=== Begin Enclosure ===

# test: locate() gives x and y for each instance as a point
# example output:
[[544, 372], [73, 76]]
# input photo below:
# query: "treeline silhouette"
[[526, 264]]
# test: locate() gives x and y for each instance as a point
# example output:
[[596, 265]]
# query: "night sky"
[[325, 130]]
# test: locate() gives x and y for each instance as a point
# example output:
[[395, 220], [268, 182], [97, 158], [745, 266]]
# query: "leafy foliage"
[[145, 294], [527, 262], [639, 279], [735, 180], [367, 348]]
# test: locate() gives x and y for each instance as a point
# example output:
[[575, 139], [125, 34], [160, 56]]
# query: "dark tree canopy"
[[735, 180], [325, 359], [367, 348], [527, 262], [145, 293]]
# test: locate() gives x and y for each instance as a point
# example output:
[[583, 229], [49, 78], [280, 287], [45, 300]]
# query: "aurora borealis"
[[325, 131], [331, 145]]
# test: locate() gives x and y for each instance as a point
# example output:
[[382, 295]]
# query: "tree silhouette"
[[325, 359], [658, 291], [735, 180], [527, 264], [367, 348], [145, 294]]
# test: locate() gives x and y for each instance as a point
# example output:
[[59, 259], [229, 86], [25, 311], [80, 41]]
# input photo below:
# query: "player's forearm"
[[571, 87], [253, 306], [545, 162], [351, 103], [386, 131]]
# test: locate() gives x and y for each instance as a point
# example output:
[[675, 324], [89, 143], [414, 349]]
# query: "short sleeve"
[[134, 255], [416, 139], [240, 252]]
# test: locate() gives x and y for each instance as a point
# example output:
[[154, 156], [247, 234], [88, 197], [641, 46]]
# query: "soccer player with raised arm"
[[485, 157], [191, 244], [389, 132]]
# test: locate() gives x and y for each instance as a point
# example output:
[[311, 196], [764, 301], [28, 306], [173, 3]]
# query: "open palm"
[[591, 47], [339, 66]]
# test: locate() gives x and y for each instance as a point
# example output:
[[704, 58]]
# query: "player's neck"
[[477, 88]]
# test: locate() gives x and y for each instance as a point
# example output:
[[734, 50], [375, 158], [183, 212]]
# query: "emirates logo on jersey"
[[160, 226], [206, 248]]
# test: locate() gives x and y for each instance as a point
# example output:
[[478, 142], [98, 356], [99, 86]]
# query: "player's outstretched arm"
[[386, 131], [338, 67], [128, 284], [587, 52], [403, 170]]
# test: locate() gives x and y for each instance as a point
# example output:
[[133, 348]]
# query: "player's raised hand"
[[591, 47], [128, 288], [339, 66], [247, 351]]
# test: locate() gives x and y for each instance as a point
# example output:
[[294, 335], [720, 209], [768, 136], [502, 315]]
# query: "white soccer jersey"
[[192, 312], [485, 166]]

=== End Enclosure ===

Restate the listing word for word, but only from its first line through the line with "[[154, 156], [247, 234], [88, 197], [641, 46]]", keeping both end lines.

* _Result for this exercise_:
# test: locate() gives x and y for each instance as a point
# example output:
[[544, 372], [73, 76]]
# input photo below:
# query: "treeline silhouette"
[[526, 264]]
# test: locate() gives x and y for each instance as a point
# example output:
[[596, 265]]
# query: "night sky"
[[325, 130]]
# test: locate() gives x and y for each instance as a point
# example output:
[[395, 220], [268, 182], [97, 158], [745, 266]]
# query: "leafy foliage"
[[145, 294], [527, 262], [639, 279], [735, 180], [367, 348]]
# test: locate() gives x and y for each instance as a point
# example output:
[[575, 139], [125, 34], [160, 56]]
# query: "dark tree canopy"
[[735, 180], [325, 359], [367, 348], [527, 262], [145, 293]]
# test: locate() gives x and y for each instance as a point
# example output:
[[583, 229], [49, 78], [280, 287], [45, 300]]
# query: "aurora borealis"
[[325, 131], [331, 145]]
# test: locate() gives x and y for each instance as a point
# example output:
[[382, 295]]
# query: "tree silhouette"
[[325, 359], [658, 291], [735, 180], [527, 264], [367, 348], [145, 294]]
# test: locate() gives x and y for each instance as a point
# example output:
[[59, 259], [229, 86], [25, 311], [80, 41]]
# input photo below:
# query: "player's forearm"
[[571, 87], [253, 306], [545, 162], [351, 103], [386, 131]]
# test: locate() gives x and y for each instance as a point
# example output:
[[675, 324], [89, 143], [414, 349]]
# query: "short sleeve"
[[134, 255], [416, 139], [240, 252]]
# test: locate() gives x and y for each instance as a point
# example output:
[[154, 156], [247, 234], [88, 197], [641, 46]]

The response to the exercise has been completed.